EXCERPTED TEXT
------------------------------
Saturday, May 21, 2016

Tinier and Tinier- Advances in Electron Microscopy

Phase contrast and phase plates for electrons;  getting to near-atomic resolution.

Taken for granted today in labs around the world, phase contrast light microscopy won a Nobel prize in 1953. It is a fascinating manipulation of light to enhance the visibility of objects that may be colorless, but have a refractive index different from the medium. This allowed biologists especially to see features of cells while they were still alive, rather than having to kill and stain them. But it has been useful for minerology and other fields as well.

Optical phase contrast apparatus. The bottom ring blocks all but that ring of light from coming into the specimen from below, while the upper ring captures that light, dimming it and shifting its phase.

Refraction of light by a sample has very minor effects in normal bright field microscopy, but does two important things for phase contrast microscopy. It bends the light slightly, like a drink bends the image of a straw, and secondly, it alters the wave phase of the light as well, retarding it slightly relative to the unaffected light. Ultimately, these are both effects of slowing light down in a denser material.

The phase contrast microscope takes advantage of both properties. Rings are strategically placed both before and after the sample so that the direct light is channeled in a cone that is then intercepted after hitting the sample with the phase plate. This plate both dims to direct light, so that it does not compete as heavily with the scarcer refracted light, and more importantly, it also phase-retards the direct light by 90 degrees.

Light rotational phase relationships in phase contrast. The phase plate shifts the direct (bright) light from -u- to -u1-. Light that has gone through the sample and been refracted is -p-, which interferes far more effectively with -u1- (or -u2-, an alternate method) than with the original -u-, generating -p1- or -p2-, respectively.
------------------------------
MATERIAL PROVIDED
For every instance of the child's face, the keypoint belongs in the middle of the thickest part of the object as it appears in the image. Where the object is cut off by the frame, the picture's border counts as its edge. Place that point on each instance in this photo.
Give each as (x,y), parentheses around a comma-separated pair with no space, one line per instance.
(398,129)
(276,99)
------------------------------
EXERCISE 1
In the post on phase contrast microscopy, rewrite the passage starting with "Phase contrast and" and going on through "shifting its phase.", swapping "biologists" for "researchers".
EXERCISE 2
According to the post on phase contrast microscopy, in what year did phase contrast light microscopy win a Nobel prize?
EXERCISE 3
Say whether each statement agrees with the post on phase contrast microscopy, and quote the words that decide it.
(a) The phase plate retards the direct light by 90 degrees.
(b) Refraction of light by a sample has major effects in normal bright field microscopy.
(c) Phase contrast lets biologists see features of cells only after the cells have been killed and stained.

TASK RESULT 1
Phase contrast and phase plates for electrons;  getting to near-atomic resolution.

Taken for granted today in labs around the world, phase contrast light microscopy won a Nobel prize in 1953. It is a fascinating manipulation of light to enhance the visibility of objects that may be colorless, but have a refractive index different from the medium. This allowed researchers especially to see features of cells while they were still alive, rather than having to kill and stain them. But it has been useful for minerology and other fields as well.

Optical phase contrast apparatus. The bottom ring blocks all but that ring of light from coming into the specimen from below, while the upper ring captures that light, dimming it and shifting its phase.

TASK RESULT 2
1953

TASK RESULT 3
(a) Yes: "it also phase-retards the direct light by 90 degrees."
(b) No: "Refraction of light by a sample has very minor effects in normal bright field microscopy"
(c) No: "see features of cells while they were still alive, rather than having to kill and stain them."